[What the task asks]: Gather each line from the entries below that contains the word "yellow". Case matters.

[Stored items]:

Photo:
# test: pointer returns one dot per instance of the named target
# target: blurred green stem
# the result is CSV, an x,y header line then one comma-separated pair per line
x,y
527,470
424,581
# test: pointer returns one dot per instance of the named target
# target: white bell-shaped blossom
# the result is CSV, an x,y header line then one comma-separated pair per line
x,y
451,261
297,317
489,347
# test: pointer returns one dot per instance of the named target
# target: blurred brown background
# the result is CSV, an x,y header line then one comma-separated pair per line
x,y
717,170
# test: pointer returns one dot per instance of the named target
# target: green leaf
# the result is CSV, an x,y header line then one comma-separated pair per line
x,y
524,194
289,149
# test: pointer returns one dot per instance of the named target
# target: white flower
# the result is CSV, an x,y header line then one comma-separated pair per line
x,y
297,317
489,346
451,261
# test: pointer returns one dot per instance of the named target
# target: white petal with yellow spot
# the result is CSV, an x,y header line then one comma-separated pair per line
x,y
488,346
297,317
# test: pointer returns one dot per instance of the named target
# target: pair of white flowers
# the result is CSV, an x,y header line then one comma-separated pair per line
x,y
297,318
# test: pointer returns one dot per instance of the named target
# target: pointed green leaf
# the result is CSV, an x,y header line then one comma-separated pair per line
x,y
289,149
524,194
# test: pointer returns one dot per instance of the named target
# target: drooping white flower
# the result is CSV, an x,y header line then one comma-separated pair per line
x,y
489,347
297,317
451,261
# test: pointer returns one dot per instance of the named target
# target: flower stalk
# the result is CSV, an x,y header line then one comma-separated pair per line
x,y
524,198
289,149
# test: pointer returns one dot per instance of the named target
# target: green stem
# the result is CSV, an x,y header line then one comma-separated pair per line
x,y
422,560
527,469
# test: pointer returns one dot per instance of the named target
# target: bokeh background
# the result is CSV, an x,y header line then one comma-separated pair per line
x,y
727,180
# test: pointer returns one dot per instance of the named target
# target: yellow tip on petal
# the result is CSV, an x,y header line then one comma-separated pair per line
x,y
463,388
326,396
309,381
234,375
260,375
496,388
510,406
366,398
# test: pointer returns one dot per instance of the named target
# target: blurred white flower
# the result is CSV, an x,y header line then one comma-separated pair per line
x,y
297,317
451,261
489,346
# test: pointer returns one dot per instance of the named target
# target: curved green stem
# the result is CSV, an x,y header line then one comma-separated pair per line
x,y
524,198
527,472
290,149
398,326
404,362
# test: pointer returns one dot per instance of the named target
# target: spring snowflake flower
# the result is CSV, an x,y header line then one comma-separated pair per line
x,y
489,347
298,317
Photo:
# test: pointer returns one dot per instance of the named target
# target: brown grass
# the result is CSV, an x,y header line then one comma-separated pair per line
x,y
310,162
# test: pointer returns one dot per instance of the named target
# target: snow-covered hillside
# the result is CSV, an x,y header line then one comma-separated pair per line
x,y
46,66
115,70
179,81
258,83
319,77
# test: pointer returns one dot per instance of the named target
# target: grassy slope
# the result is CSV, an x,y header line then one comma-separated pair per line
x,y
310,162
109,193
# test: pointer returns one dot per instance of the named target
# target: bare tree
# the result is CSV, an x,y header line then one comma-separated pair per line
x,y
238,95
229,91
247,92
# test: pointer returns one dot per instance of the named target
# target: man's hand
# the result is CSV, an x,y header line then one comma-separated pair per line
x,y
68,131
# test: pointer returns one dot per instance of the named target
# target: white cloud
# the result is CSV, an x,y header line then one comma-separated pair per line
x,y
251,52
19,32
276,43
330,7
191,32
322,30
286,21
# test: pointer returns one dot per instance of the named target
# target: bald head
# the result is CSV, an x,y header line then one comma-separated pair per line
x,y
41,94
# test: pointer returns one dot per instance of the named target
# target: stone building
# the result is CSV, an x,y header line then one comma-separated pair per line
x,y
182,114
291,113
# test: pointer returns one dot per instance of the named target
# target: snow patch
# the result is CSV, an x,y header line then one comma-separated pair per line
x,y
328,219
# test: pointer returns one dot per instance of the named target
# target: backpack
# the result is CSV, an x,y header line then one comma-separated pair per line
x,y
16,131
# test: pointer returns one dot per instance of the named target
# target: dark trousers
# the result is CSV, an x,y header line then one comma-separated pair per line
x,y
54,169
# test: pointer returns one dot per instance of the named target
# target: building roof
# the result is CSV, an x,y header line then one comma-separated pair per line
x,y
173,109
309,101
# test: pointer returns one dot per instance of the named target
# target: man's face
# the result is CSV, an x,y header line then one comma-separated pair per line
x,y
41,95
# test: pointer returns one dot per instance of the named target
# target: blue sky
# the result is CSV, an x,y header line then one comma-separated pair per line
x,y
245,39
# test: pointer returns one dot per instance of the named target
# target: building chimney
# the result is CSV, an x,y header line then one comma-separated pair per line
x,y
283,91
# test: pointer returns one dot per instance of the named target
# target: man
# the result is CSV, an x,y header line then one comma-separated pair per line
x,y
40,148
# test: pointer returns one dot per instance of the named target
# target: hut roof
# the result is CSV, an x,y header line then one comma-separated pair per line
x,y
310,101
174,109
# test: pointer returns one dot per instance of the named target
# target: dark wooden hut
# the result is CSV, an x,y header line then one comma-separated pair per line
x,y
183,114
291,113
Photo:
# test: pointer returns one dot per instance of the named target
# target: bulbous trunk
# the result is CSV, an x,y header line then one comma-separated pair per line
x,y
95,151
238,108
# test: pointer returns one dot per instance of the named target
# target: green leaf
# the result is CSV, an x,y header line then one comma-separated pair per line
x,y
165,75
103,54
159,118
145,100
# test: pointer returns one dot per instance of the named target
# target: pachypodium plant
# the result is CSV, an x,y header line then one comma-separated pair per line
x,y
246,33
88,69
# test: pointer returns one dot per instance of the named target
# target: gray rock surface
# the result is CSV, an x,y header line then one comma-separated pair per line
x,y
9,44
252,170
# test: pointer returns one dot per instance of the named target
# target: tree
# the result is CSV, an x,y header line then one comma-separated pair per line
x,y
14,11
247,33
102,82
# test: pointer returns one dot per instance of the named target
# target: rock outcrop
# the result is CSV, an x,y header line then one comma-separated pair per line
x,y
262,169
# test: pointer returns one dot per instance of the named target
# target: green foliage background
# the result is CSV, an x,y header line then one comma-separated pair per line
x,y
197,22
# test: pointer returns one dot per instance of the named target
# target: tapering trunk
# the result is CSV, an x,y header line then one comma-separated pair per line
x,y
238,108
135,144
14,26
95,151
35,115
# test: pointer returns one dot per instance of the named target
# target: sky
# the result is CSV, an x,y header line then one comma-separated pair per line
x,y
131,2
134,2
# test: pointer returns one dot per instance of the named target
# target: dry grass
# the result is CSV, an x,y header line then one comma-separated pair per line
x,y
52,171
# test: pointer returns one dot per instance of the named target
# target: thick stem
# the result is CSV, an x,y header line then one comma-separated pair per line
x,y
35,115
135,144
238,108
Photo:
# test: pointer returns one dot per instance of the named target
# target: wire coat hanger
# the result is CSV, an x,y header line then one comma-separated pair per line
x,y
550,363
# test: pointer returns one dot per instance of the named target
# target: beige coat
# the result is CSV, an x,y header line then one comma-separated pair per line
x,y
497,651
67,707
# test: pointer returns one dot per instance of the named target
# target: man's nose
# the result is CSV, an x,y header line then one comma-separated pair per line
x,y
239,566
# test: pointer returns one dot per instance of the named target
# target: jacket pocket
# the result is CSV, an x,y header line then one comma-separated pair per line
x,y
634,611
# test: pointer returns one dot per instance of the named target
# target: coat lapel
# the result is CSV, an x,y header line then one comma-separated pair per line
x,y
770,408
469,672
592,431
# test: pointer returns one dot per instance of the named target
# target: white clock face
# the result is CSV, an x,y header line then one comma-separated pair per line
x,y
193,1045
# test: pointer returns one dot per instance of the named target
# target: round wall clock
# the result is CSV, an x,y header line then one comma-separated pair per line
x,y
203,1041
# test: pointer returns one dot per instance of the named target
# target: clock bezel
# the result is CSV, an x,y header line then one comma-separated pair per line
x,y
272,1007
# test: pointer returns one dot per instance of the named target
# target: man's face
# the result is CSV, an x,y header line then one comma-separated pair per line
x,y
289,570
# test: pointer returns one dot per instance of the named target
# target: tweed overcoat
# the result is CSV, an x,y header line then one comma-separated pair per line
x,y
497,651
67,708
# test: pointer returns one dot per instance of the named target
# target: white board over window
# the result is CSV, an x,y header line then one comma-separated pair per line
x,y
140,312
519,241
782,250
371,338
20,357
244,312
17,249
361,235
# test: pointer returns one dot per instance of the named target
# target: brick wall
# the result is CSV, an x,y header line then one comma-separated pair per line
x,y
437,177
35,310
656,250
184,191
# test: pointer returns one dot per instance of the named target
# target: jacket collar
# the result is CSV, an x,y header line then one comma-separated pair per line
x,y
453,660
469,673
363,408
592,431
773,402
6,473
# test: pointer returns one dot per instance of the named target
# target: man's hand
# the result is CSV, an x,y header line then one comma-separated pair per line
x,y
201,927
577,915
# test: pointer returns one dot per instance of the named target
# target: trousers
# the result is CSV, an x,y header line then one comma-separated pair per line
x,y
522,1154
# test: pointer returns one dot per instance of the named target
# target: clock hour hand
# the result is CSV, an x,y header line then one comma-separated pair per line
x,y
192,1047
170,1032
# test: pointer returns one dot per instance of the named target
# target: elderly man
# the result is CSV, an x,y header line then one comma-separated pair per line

[Written answer]:
# target: white petal with yellow spot
# target: yellow tip on petal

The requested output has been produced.